- **Texte**
※ ※ ※

Pouvez-vous vous présenter à nos lecteurs en quelques mots ? De quelle région êtes-vous originaire et où vivez-vous actuellement. Quel est, en bref, votre parcours professionnel ?

J’ai 46 ans, je suis né à Cannes, et j’ai grandi dans les Alpes-Maritimes jusqu’à l’âge de 11 ans, à la suite de quoi mes parents ont déménagé à Paris. J’ai vraiment découvert la vie à l’étranger grâce à une année d’Erasmus à Southampton dans le cadre de ma maîtrise d’histoire à la Sorbonne. Je suis ensuite parti pendant dix ans en tant que journaliste indépendant à Sydney, puis à Séoul et enfin Pékin. J’y ai toujours fait la même activité : correspondant pour plusieurs quotidiens, français, suisse et belge, couvrant la société, la politique, l’économie, la culture et le sport. Je fais de même à Londres. J’y suis arrivé à pied, enfin non en train, par la Chine fin 2009. Je vis à Islington depuis onze ans, après une année à Camden.

 

Pourquoi avoir voulu écrire sur Boris Johnson ?

※ ※ ※

- **Extrait du jeu**
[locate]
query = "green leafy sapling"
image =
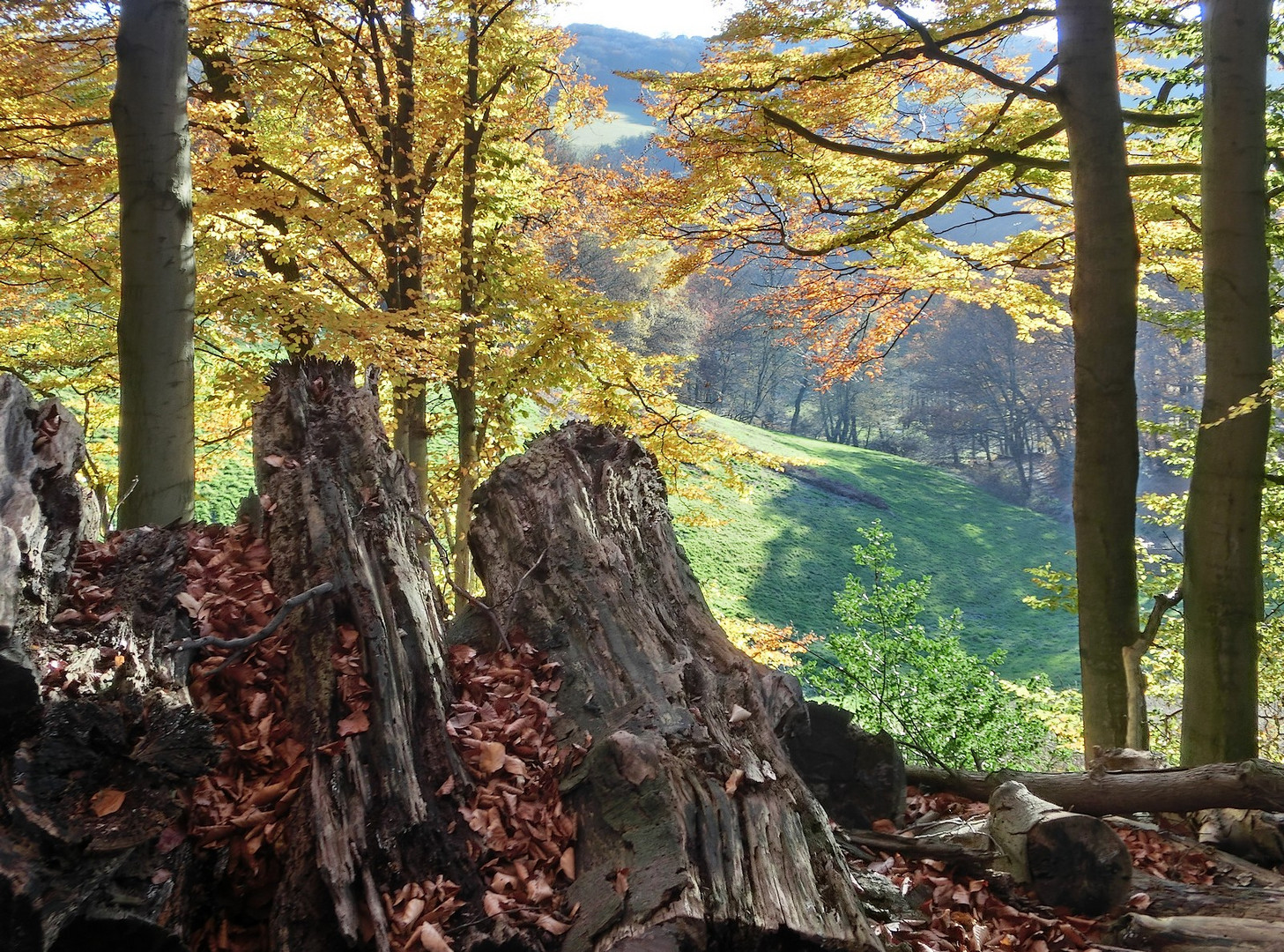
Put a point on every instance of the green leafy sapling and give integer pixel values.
(943, 704)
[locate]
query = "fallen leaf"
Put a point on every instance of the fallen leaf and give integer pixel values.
(553, 926)
(107, 800)
(492, 755)
(432, 940)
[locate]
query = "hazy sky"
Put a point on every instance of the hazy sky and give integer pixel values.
(649, 17)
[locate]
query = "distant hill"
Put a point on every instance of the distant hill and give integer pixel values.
(780, 554)
(603, 52)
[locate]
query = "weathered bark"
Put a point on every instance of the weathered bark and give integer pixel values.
(857, 777)
(1248, 785)
(1103, 309)
(1068, 859)
(158, 271)
(40, 523)
(1229, 867)
(1222, 535)
(1169, 898)
(343, 509)
(1199, 934)
(75, 870)
(686, 786)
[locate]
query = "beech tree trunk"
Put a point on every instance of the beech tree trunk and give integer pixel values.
(158, 270)
(1103, 309)
(1222, 537)
(696, 833)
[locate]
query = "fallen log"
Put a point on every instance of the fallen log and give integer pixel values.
(694, 829)
(1068, 859)
(1248, 785)
(1197, 934)
(1169, 898)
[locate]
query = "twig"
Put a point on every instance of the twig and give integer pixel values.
(111, 519)
(286, 606)
(486, 611)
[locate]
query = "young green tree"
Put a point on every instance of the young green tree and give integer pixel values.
(834, 138)
(943, 704)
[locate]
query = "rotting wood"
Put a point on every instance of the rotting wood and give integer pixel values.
(1197, 934)
(339, 509)
(1068, 859)
(686, 788)
(1169, 898)
(40, 525)
(1247, 785)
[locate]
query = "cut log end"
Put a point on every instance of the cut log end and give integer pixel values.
(1068, 859)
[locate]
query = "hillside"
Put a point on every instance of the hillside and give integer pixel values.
(780, 554)
(601, 53)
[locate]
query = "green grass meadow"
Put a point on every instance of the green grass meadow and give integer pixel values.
(780, 553)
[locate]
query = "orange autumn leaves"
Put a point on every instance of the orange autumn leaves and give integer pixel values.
(502, 726)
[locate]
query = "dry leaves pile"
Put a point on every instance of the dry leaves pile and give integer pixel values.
(962, 914)
(64, 667)
(418, 914)
(958, 912)
(1160, 857)
(502, 726)
(243, 802)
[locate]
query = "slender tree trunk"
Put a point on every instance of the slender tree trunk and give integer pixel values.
(1103, 306)
(1222, 547)
(464, 388)
(158, 271)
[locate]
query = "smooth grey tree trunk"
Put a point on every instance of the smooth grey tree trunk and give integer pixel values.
(1103, 308)
(1222, 545)
(158, 274)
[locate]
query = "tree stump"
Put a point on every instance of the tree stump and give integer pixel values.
(696, 833)
(340, 508)
(40, 522)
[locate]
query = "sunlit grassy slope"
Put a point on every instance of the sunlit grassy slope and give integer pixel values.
(780, 553)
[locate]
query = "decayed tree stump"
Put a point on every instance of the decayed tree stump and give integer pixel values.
(87, 777)
(696, 833)
(40, 522)
(858, 777)
(339, 508)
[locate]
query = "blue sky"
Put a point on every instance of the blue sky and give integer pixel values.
(649, 17)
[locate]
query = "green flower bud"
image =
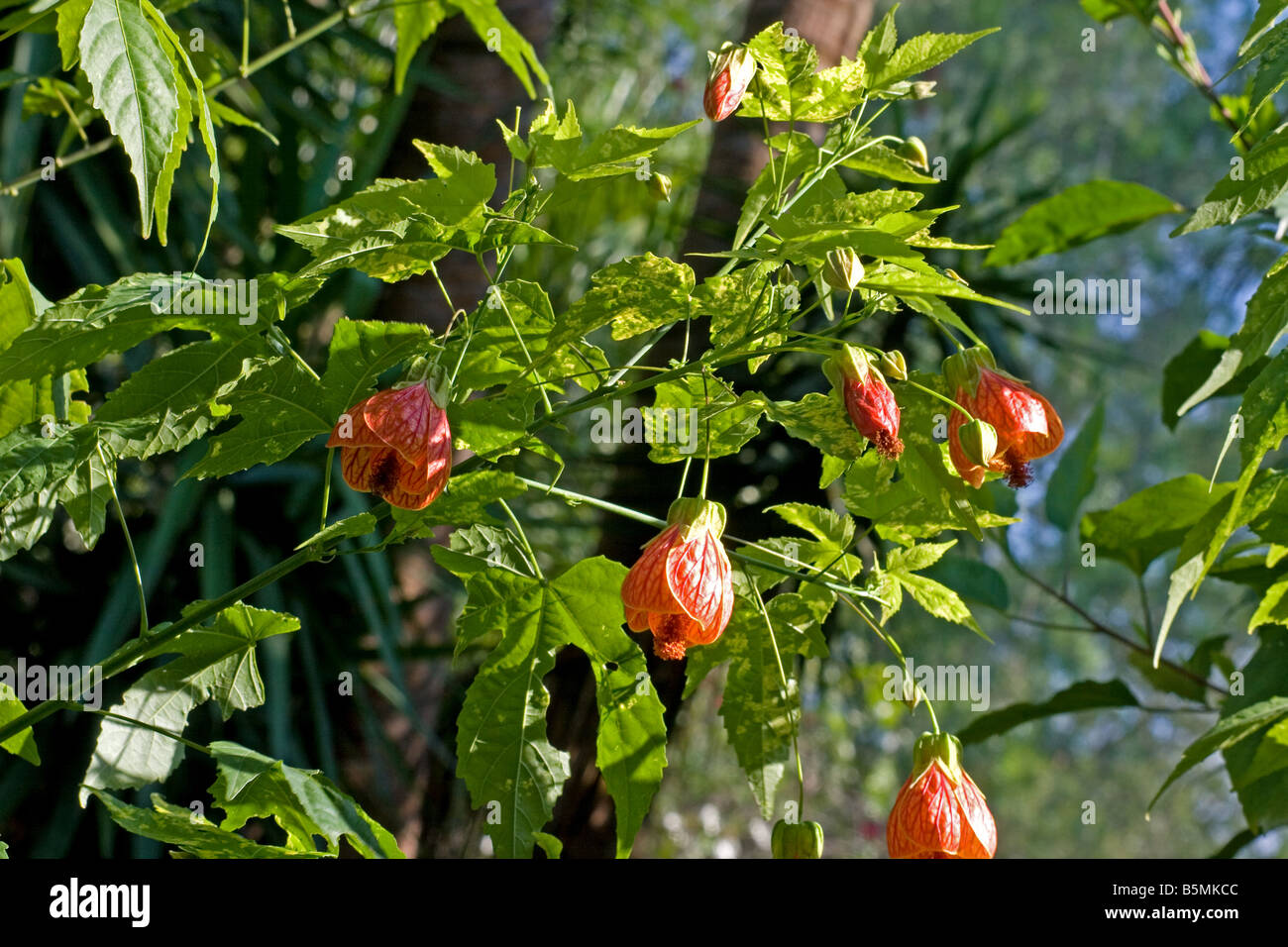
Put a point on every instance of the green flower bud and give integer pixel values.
(842, 269)
(797, 840)
(979, 441)
(660, 185)
(894, 367)
(913, 151)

※ ※ ※

- **Consigne**
Extrayez l'intégralité du texte de l'entretien, sans en modifier un seul caractère. Les lignes ci-dessus constituent un matériau distinct du texte.

- **Réponse attendue**
Pouvez-vous vous présenter à nos lecteurs en quelques mots ? De quelle région êtes-vous originaire et où vivez-vous actuellement. Quel est, en bref, votre parcours professionnel ?

J’ai 46 ans, je suis né à Cannes, et j’ai grandi dans les Alpes-Maritimes jusqu’à l’âge de 11 ans, à la suite de quoi mes parents ont déménagé à Paris. J’ai vraiment découvert la vie à l’étranger grâce à une année d’Erasmus à Southampton dans le cadre de ma maîtrise d’histoire à la Sorbonne. Je suis ensuite parti pendant dix ans en tant que journaliste indépendant à Sydney, puis à Séoul et enfin Pékin. J’y ai toujours fait la même activité : correspondant pour plusieurs quotidiens, français, suisse et belge, couvrant la société, la politique, l’économie, la culture et le sport. Je fais de même à Londres. J’y suis arrivé à pied, enfin non en train, par la Chine fin 2009. Je vis à Islington depuis onze ans, après une année à Camden.

 

Pourquoi avoir voulu écrire sur Boris Johnson ?